Dataset items:

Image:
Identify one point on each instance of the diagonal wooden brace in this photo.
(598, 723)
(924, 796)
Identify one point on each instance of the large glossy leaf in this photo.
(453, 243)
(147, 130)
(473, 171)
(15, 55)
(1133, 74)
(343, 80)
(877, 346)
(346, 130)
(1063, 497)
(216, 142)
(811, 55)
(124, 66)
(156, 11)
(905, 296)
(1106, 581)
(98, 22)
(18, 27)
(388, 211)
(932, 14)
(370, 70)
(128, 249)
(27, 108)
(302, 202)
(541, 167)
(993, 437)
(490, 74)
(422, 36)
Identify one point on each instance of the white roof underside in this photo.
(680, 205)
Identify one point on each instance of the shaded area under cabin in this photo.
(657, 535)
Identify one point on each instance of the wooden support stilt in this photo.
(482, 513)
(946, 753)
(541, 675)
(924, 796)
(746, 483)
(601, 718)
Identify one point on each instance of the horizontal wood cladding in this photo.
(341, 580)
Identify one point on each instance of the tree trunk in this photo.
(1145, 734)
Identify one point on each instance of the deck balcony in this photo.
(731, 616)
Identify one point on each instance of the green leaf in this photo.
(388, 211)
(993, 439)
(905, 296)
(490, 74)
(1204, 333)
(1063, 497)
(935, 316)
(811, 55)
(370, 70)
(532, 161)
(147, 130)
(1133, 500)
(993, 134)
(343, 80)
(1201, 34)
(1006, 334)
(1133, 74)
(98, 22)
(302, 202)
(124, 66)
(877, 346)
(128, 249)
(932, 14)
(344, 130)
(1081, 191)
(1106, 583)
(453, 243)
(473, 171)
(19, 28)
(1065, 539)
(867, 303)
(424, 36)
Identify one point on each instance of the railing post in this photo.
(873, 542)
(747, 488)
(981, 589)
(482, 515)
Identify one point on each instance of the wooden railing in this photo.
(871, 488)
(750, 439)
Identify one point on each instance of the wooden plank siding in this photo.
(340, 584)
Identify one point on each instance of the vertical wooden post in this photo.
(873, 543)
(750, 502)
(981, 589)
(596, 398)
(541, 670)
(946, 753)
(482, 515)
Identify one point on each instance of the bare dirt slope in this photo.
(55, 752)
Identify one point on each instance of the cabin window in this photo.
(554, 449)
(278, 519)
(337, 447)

YOUR GOAL → Extract all of the data exactly as written.

SOLUTION FOR THIS EXERCISE →
Image:
Identify one point on each instance of the diagonal wooden brace in this photo.
(598, 723)
(924, 796)
Identify one point on each instance of the large glossy leaf in this photo.
(453, 243)
(147, 130)
(473, 171)
(15, 55)
(1133, 74)
(343, 80)
(877, 346)
(346, 130)
(1063, 497)
(216, 142)
(811, 55)
(124, 66)
(156, 11)
(905, 296)
(1106, 581)
(98, 22)
(18, 27)
(388, 211)
(932, 14)
(370, 70)
(128, 249)
(27, 108)
(302, 202)
(541, 167)
(993, 437)
(490, 74)
(422, 36)
Identify one point on each instance of the white roof underside in this photo.
(680, 205)
Identify one point on each instance of the shaded area under cabin in this photo.
(657, 535)
Identify one point on each instance of the wooden support stilt in this photo.
(482, 513)
(946, 753)
(541, 675)
(924, 796)
(746, 483)
(601, 718)
Identify one point on each instance of the horizontal wood cladding in this photo.
(341, 580)
Identify one point on each instance of the tree trunk in this photo.
(1145, 734)
Identify one point on each instance of the deck balcony in this photo.
(731, 616)
Identify one point on each instance of the green leaf in this photo.
(388, 211)
(993, 439)
(905, 296)
(490, 74)
(1204, 333)
(1063, 497)
(935, 316)
(811, 55)
(370, 70)
(532, 161)
(147, 130)
(1133, 500)
(993, 134)
(343, 80)
(1201, 34)
(1006, 334)
(1133, 74)
(98, 22)
(302, 202)
(124, 66)
(877, 346)
(128, 249)
(932, 14)
(344, 130)
(1081, 191)
(1106, 583)
(453, 243)
(473, 171)
(19, 28)
(1065, 539)
(867, 303)
(424, 36)
Identify one point on each instance of the railing post in this photo.
(873, 542)
(747, 488)
(981, 589)
(482, 515)
Identify one point on each instance of the wooden railing in this photo.
(871, 488)
(750, 439)
Identify one point on each instance of the wooden plank siding in this photo.
(340, 584)
Identify one point on each instance of the vertical wooden post in this photo.
(873, 543)
(750, 502)
(981, 589)
(596, 398)
(541, 670)
(946, 753)
(482, 515)
Identify one point on each instance of the bare dirt slope in this photo.
(55, 752)
Identify one point on each instance of the cabin window in this photo.
(554, 449)
(278, 519)
(337, 447)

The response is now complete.